■ BRIEF ■
Go through the data and report how many lines include the word "house", giving only the number.

- Opening Delimiter -

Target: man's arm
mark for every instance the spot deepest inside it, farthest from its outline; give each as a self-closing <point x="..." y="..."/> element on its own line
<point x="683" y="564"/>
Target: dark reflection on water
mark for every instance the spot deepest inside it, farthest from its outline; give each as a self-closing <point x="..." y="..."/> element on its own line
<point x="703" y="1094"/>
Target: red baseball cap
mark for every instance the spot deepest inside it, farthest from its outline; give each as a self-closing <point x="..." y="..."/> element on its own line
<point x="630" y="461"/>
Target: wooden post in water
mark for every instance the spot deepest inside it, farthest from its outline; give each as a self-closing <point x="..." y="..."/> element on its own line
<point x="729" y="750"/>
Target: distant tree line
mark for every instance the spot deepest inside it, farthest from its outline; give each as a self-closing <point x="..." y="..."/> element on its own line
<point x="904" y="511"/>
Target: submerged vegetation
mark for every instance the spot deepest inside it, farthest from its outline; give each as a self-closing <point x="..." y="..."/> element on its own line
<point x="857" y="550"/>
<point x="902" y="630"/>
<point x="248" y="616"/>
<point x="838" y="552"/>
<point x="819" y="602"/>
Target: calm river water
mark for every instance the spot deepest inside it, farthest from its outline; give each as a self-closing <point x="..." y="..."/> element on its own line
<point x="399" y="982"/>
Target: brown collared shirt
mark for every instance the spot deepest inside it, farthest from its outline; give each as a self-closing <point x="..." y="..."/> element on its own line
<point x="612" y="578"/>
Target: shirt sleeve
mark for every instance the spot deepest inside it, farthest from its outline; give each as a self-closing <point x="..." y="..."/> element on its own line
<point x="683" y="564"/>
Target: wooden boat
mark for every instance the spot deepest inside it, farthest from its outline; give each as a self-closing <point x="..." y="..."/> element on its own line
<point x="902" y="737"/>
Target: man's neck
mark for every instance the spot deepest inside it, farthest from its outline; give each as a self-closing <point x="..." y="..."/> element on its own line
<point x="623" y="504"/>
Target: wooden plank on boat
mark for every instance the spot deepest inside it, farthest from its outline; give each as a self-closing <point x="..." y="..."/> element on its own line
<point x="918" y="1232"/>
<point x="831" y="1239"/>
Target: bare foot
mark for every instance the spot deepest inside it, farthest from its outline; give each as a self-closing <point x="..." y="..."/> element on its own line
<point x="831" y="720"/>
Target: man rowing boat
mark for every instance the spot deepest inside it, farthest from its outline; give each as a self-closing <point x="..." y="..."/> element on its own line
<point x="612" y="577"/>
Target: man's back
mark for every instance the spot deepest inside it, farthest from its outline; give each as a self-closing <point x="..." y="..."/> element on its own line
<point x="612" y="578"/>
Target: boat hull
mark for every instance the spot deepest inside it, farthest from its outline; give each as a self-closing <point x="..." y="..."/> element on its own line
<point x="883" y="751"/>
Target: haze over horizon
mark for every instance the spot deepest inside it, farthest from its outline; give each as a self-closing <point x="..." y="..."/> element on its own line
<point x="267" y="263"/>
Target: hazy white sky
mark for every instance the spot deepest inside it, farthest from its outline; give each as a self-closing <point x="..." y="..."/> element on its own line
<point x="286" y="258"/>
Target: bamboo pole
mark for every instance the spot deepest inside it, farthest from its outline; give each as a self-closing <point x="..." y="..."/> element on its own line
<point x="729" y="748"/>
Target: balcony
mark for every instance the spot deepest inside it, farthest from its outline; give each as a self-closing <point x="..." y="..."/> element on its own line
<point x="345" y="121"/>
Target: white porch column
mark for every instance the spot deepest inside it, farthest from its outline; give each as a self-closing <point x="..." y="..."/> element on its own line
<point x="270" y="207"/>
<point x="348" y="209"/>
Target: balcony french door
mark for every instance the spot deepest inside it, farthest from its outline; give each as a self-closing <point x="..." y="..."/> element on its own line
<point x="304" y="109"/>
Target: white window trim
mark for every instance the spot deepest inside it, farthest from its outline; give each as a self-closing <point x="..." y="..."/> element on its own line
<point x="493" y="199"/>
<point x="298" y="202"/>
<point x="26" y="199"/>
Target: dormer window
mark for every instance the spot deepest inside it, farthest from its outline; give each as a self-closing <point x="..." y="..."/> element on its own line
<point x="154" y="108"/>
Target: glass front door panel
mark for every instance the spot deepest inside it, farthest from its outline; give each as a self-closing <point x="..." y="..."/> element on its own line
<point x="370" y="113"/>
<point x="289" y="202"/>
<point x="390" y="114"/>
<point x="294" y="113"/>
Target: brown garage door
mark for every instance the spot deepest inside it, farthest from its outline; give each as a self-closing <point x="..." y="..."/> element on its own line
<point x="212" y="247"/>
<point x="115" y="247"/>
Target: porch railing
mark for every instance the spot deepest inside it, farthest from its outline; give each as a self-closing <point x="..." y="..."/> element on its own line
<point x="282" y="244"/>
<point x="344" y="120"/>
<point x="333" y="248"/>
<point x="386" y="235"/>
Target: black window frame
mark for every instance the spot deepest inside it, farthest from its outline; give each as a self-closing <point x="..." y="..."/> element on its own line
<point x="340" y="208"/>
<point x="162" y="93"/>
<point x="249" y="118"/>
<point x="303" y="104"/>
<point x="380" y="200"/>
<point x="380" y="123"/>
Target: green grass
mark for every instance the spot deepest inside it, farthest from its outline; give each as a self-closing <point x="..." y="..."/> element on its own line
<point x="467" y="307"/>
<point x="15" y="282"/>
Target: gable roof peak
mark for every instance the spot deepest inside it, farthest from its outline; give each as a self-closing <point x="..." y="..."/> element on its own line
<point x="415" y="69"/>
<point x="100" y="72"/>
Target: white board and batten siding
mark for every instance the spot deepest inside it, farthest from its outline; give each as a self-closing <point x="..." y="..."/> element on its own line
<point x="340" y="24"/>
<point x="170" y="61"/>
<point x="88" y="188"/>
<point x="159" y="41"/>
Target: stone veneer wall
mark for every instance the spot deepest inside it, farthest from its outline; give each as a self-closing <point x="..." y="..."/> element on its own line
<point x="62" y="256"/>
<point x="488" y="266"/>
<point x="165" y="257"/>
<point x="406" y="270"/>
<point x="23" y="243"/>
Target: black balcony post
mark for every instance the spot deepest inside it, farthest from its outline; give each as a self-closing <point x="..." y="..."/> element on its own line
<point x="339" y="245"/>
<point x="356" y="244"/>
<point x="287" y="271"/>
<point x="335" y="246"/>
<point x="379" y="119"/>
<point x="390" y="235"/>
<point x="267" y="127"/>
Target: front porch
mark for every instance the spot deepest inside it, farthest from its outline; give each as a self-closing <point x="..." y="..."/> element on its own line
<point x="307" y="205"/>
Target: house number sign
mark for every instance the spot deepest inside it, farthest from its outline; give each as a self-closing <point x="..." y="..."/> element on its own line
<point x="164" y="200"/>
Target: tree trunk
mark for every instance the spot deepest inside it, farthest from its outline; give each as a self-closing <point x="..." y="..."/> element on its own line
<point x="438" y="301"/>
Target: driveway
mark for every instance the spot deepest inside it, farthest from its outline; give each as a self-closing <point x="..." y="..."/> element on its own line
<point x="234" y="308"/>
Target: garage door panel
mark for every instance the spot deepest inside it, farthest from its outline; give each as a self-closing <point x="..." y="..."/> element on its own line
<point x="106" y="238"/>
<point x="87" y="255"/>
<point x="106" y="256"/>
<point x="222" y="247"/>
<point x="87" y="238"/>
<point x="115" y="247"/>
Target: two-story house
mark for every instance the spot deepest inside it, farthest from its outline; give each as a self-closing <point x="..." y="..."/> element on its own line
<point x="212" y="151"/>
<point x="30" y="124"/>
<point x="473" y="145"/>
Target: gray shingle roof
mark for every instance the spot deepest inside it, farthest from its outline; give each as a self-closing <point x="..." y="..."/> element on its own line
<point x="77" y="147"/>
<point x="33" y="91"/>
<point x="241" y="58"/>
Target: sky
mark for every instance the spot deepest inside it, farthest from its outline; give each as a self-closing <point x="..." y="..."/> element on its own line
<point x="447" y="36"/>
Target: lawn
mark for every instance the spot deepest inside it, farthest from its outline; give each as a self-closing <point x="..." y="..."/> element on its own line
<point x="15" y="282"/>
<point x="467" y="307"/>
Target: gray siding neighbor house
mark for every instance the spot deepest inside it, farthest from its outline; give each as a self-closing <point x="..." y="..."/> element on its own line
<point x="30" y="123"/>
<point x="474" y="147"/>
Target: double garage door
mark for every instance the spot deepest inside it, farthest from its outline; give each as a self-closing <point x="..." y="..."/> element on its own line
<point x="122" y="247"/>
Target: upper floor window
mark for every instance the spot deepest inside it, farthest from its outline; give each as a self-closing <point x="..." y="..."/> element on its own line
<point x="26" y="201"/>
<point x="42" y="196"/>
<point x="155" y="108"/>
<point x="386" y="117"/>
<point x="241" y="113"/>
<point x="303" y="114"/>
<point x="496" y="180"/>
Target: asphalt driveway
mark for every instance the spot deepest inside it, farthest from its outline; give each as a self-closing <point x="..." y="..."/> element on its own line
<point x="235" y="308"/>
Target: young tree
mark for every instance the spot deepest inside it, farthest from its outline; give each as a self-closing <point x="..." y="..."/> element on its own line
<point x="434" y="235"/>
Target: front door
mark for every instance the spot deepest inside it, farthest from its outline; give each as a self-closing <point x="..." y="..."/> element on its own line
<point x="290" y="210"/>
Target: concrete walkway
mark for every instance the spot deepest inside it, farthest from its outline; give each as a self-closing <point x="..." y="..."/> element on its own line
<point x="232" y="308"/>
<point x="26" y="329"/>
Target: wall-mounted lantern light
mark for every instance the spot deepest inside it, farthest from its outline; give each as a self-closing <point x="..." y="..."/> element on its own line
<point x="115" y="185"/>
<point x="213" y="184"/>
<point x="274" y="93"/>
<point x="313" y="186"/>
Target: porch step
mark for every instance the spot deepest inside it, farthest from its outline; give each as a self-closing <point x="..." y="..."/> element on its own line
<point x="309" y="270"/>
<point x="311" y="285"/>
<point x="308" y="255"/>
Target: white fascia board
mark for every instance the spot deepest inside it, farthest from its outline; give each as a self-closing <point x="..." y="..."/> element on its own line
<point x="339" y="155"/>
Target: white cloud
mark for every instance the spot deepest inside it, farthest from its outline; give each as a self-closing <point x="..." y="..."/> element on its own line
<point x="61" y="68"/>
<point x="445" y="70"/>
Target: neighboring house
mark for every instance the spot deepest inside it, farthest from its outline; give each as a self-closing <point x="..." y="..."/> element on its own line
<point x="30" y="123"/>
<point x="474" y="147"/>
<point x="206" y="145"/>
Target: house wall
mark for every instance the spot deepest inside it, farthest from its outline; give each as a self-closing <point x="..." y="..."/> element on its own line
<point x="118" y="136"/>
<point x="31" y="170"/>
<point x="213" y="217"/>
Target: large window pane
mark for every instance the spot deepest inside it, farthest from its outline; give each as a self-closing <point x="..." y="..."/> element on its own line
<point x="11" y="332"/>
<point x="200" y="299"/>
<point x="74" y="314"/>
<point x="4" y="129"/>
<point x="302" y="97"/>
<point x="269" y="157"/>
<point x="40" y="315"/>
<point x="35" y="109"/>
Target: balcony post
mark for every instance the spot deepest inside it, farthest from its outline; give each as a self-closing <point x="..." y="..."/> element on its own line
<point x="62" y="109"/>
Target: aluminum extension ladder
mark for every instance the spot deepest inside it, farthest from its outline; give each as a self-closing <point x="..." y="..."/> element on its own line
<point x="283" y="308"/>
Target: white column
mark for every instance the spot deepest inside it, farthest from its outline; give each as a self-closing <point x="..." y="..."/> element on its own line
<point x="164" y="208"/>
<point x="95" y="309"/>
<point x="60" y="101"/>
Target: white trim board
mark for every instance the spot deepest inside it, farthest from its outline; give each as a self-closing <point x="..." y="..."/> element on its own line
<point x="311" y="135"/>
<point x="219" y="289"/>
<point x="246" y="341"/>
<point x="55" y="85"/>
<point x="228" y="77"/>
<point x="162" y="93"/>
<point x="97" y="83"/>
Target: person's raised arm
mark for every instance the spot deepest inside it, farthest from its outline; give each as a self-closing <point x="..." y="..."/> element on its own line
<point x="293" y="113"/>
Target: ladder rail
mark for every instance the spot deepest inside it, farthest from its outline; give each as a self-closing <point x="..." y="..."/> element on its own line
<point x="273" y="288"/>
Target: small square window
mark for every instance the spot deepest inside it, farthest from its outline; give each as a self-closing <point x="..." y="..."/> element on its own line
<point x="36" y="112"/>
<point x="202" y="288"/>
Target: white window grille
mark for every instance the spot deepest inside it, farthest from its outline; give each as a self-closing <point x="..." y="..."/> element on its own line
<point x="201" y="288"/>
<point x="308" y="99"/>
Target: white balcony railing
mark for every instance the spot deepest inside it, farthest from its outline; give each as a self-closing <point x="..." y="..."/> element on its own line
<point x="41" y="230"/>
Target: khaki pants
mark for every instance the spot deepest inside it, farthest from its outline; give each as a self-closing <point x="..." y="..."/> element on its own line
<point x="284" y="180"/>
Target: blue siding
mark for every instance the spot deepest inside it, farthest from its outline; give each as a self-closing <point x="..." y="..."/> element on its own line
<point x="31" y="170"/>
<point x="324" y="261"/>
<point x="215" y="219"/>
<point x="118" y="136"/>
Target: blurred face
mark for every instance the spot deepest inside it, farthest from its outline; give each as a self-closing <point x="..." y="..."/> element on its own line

- Closing Delimiter -

■ SOLUTION TO THIS EXERCISE ■
5